▶ **ENTRIES SUPPLIED**
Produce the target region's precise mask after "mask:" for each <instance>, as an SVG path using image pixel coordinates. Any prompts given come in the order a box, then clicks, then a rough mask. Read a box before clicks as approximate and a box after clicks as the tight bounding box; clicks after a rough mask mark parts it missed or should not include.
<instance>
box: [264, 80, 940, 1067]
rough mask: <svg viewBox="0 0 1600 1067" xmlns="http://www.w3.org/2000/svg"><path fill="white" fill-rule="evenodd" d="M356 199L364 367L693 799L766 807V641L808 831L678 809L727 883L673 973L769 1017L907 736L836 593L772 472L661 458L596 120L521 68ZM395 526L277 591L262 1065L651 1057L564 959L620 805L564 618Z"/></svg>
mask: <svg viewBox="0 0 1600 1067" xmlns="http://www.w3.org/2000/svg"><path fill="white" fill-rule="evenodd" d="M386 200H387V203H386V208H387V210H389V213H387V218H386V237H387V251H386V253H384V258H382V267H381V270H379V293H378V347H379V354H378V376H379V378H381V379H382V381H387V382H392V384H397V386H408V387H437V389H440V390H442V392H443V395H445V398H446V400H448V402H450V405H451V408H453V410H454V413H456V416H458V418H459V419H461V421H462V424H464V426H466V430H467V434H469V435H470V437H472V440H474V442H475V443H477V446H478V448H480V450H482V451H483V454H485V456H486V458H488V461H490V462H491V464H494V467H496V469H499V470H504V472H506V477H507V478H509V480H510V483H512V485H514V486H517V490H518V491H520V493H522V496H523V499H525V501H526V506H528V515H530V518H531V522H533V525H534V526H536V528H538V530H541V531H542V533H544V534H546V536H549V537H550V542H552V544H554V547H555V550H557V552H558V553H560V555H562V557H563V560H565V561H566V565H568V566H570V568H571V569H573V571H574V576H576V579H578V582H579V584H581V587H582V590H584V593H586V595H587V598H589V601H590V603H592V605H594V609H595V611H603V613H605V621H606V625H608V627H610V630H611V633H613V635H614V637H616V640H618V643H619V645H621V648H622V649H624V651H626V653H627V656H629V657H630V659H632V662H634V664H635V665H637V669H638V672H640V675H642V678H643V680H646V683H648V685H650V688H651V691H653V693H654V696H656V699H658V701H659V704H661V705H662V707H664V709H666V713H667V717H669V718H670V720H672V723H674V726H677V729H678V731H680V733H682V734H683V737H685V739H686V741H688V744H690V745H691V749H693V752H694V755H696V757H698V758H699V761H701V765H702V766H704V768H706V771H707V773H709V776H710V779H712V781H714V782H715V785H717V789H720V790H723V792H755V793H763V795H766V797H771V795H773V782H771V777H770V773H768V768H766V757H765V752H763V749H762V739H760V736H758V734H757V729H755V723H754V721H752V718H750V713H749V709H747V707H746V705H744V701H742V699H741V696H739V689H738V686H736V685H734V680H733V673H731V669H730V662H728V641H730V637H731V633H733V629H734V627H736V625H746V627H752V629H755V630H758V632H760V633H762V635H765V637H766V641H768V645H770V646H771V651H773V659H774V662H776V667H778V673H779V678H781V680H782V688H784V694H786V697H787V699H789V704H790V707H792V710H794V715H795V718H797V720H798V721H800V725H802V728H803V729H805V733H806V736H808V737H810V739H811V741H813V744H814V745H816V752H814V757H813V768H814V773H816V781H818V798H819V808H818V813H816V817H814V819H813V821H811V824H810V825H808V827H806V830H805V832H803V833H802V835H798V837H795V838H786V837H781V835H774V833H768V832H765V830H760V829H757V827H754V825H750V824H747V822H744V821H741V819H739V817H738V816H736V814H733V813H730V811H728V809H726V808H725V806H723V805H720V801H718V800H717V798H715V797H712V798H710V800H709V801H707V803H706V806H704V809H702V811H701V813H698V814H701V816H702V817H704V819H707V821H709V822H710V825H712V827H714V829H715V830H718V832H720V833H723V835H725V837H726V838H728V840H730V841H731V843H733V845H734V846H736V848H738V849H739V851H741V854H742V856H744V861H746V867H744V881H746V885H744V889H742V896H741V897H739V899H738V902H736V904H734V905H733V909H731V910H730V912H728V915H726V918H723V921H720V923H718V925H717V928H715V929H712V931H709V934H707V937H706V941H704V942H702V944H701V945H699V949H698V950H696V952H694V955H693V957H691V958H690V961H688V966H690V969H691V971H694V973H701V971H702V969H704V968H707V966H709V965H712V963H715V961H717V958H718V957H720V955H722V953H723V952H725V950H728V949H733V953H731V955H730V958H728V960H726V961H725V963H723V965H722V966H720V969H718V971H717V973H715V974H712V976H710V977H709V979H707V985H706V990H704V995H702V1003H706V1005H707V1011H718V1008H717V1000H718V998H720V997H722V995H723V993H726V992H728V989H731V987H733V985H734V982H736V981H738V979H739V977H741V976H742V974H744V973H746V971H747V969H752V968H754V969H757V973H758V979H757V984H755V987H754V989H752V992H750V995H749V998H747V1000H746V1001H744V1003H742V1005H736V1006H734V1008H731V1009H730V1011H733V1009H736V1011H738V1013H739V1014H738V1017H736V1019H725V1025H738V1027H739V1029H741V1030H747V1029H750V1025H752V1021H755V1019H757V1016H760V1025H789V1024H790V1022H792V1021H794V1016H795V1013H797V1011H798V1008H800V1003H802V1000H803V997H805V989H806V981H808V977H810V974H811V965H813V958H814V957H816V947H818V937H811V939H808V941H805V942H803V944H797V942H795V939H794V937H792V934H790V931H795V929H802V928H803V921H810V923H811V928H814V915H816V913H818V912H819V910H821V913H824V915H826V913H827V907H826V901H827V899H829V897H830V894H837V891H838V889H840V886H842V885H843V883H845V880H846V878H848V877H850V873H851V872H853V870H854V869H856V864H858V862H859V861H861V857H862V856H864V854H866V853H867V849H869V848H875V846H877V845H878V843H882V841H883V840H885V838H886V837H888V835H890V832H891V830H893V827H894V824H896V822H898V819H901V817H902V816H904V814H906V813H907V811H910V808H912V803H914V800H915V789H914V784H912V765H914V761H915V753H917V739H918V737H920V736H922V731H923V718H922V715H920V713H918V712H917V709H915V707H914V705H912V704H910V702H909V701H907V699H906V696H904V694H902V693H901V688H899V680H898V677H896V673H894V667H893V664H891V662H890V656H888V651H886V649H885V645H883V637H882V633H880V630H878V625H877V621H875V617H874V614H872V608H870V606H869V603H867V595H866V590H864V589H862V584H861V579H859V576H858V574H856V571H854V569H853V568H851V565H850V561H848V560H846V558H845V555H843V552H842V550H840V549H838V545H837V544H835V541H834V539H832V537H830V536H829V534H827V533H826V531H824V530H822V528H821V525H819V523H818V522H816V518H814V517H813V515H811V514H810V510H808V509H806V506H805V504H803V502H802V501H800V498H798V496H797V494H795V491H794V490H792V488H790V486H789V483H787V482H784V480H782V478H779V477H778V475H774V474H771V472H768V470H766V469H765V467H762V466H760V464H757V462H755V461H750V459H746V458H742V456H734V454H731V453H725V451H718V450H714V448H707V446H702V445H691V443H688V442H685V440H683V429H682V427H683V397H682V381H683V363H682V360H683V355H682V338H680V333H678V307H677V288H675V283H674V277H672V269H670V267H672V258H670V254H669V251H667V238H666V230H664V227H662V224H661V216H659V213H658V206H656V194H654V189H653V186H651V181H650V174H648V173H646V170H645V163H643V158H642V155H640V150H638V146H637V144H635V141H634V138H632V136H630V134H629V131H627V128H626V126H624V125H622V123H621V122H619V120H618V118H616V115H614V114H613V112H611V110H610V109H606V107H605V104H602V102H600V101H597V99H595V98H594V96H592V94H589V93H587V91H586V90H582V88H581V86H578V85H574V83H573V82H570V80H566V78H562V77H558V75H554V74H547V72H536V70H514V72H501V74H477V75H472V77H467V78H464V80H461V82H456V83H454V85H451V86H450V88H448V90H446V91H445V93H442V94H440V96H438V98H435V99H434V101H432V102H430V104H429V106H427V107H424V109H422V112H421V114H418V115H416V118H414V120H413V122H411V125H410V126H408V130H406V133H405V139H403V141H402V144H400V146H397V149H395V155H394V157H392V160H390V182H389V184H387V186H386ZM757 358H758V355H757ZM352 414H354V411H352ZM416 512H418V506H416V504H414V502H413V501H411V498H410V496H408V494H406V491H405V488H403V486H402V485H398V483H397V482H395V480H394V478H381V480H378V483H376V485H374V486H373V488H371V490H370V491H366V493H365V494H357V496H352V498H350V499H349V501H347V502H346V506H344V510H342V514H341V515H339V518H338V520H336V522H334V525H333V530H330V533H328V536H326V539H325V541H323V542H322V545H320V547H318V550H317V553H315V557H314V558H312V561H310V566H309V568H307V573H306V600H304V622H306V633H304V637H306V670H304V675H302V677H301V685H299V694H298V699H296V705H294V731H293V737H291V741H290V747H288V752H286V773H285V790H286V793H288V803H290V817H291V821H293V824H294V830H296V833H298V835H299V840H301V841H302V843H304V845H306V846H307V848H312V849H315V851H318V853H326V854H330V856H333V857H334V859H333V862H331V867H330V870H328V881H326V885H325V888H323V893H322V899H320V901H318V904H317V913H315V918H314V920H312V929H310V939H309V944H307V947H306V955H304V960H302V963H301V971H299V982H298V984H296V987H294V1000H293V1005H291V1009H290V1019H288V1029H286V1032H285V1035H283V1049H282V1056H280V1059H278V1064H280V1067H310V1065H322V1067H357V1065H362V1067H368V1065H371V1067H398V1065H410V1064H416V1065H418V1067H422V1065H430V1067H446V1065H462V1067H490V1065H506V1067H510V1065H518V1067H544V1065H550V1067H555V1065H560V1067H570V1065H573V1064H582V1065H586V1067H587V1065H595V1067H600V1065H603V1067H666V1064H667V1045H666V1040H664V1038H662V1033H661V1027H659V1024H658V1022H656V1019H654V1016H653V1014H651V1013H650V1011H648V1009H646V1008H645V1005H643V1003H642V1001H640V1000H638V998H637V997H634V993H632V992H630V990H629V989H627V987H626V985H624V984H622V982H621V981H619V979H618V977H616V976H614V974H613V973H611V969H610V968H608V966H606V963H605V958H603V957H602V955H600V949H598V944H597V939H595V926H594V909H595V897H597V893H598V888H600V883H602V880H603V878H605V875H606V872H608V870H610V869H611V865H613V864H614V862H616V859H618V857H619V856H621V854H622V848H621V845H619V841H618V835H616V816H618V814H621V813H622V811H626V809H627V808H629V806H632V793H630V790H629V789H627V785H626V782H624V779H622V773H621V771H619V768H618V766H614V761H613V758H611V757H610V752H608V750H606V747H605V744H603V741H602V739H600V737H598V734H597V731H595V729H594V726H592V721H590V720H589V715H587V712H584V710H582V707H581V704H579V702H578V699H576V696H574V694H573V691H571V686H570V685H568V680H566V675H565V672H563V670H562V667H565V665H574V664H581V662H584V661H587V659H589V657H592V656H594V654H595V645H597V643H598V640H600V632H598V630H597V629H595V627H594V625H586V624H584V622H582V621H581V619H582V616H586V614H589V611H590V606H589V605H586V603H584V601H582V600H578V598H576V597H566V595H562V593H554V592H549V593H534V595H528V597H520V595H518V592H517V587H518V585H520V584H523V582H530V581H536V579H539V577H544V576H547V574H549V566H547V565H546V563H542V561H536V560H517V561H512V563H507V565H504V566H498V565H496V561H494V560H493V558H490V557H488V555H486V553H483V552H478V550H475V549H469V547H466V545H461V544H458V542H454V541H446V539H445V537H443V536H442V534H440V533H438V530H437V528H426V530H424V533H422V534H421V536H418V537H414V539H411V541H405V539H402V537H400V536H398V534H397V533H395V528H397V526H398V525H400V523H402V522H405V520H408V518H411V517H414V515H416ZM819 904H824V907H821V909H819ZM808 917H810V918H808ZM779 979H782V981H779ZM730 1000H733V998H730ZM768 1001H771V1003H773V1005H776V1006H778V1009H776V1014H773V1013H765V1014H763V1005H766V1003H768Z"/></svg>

▶ **DIRECTIONS FOR THIS TASK**
Reproduce the data above without alteration, starting at the first line and ending at the line that contains "rough mask: <svg".

▶ **OUTPUT FOR THIS EXERCISE**
Produce the target region's precise mask after "mask:" for each <instance>, as an SVG path using image pixel coordinates. Any prompts given come in the order a box, then clicks, then a rough mask. Read a box before clicks as approximate and a box after clicks as the tight bounding box; clicks after a rough mask mark parts it missed or should not include.
<instance>
box: [264, 80, 940, 1067]
rough mask: <svg viewBox="0 0 1600 1067" xmlns="http://www.w3.org/2000/svg"><path fill="white" fill-rule="evenodd" d="M356 199L364 367L693 799L766 807V641L808 831L678 809L727 883L673 973L769 1017L907 736L836 593L772 472L661 458L596 120L521 68ZM395 526L277 591L262 1065L651 1057L564 959L620 805L564 618Z"/></svg>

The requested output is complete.